Begin Text passage

Software Quality

January 5, 2010

Do you trust your tests to uncover defects in your product code?

Filed under: Testing — David Allen @ 11:02 pm

How do you know whether your tests are effective? Do you trust them to detect and report defects in your product code? Product code can have defects, but test code can also have defects.  This article gives a detailed explanation of how defects can be hidden and how this can lead us to a false sense of security.    We can minimize this risk by being skeptical and attentive at all times to ensure that our tests are correct. I hope this article helps you better understand the problem in depth so you can recognize the risk and prevent problems.

Scope of Discussion

We develop software for use in a production environment.  Regardless of whether this code is temporarily in a pre-production environment on its way to being deployed, or has already been deployed, we will call this code the product code or product to differentiate it from other kinds of code. Other kinds of code include test code and deployment code. These types of code are similar in some ways and different in others. This article will compare and contrast product code and the test code that supports it.  We presume that the developers are using some method that involves automated testing at some point.  This comparison alone is a fun exercise. But later, we will build on that, and use the insights gained to improve our software methods to achieve higher quality than we might otherwise achieve. Our goal is to improve software quality by improving correctness. Our journey is to better understand and engineer the automated test process by which we judge correctness.

Correctness is relative to something

The correctness of code can only be described relative to some standard. The standard is often called “requirements”.  In Test-Driven Development, user requirements are translated into automated tests (code) which are intended to accurately express the requirements in scenarios so that the product coded can be evaluated for correctness.  So we have

  • Requirements
    • These are expressions of the needs, wants, and priorities of the customer. They come from humans, living in a changing world. As such,  they are imperfect and ever-changing. This makes it challenging to capture them long enough to use as a basis for constructing software, which is a slow and tedious process. Requirements are often expressed as user stories, use cases, scenarios, feedback on working software, defect reports, requirements documents,  etc….)

End Text passage

*Short task 1*: For each statement about the passage on software testing, answer yes or no to whether it agrees with the passage, and quote the deciding words. (a) Test code, like product code, can contain defects. (b) Code sitting in a pre-production environment is called test code. (c) Requirements are described as stable once captured.
*Short task 2*: Summarize the passage on software testing in two sentences.

Begin Supplied records

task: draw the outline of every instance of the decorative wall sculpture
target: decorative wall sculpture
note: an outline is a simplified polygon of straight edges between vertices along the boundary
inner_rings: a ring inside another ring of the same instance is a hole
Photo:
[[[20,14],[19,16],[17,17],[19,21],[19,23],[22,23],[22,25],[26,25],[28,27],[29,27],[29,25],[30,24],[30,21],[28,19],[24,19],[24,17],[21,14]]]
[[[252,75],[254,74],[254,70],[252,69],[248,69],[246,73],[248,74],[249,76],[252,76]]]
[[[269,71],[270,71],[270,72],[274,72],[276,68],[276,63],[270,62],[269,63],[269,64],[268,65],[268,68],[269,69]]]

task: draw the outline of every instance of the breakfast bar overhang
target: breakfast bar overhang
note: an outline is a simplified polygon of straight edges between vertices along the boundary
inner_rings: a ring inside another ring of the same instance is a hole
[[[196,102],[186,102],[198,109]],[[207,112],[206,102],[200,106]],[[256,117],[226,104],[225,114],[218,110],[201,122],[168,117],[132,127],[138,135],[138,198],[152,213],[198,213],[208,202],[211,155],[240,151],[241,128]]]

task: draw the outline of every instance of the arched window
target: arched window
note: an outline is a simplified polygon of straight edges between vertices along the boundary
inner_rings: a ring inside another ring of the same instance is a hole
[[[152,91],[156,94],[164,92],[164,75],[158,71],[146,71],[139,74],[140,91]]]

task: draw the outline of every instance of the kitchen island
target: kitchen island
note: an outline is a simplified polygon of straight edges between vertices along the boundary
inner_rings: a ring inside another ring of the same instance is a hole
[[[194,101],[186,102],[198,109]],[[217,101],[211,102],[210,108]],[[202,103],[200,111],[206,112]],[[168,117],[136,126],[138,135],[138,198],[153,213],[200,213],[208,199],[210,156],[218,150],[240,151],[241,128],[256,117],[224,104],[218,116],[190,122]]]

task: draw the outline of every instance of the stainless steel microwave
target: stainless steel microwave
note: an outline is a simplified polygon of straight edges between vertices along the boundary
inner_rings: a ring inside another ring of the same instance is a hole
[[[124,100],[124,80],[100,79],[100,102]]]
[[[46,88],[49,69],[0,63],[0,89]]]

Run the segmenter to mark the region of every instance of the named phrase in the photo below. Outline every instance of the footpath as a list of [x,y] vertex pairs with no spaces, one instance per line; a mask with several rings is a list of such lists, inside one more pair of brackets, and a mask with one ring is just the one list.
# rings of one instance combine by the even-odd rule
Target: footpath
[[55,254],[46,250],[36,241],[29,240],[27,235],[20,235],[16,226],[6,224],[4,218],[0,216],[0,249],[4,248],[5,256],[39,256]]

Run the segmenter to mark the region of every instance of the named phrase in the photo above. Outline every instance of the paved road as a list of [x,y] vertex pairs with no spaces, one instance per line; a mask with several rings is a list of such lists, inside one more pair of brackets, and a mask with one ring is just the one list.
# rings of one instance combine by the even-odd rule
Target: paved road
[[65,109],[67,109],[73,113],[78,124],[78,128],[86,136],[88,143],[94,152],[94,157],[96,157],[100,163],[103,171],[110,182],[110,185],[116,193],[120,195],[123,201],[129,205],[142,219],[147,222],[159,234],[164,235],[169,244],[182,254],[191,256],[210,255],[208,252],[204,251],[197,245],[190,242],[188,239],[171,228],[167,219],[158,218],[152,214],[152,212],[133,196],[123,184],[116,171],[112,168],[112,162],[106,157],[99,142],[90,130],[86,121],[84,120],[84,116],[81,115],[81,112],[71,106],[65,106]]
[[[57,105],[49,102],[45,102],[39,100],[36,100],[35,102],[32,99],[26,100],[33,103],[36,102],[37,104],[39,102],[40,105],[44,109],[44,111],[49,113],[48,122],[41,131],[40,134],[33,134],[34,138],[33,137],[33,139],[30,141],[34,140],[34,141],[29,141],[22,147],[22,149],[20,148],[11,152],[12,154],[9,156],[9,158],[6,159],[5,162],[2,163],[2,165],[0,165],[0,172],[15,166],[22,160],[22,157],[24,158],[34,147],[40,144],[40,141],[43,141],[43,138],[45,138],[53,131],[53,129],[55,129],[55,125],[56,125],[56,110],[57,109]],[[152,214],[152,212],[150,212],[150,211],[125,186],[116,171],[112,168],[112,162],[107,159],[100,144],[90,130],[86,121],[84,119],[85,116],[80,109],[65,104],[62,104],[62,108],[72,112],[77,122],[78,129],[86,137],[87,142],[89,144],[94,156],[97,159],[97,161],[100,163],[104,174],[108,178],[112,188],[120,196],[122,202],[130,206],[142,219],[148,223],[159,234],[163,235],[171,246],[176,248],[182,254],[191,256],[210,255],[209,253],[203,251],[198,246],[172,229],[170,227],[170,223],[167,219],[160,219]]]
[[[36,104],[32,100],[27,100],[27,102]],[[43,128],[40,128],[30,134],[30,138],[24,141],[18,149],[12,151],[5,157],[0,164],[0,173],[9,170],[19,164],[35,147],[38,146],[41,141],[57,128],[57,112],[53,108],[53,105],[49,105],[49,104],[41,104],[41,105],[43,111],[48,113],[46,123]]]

End Supplied records

*Full response 1*:
(a) Yes: "Product code can have defects, but test code can also have defects."
(b) No: "Regardless of whether this code is temporarily in a pre-production environment on its way to being deployed, or has already been deployed, we will call this code the product code or product"
(c) No: "they are imperfect and ever-changing"

*Full response 2*: Tests can have defects of their own, which can hide defects and give a false sense of security, so the risk is reduced by staying skeptical and attentive to make sure tests are correct. The goal is to compare product code with the test code that supports it and so improve software quality through correctness, which is judged relative to requirements that come from customers and are imperfect and ever-changing.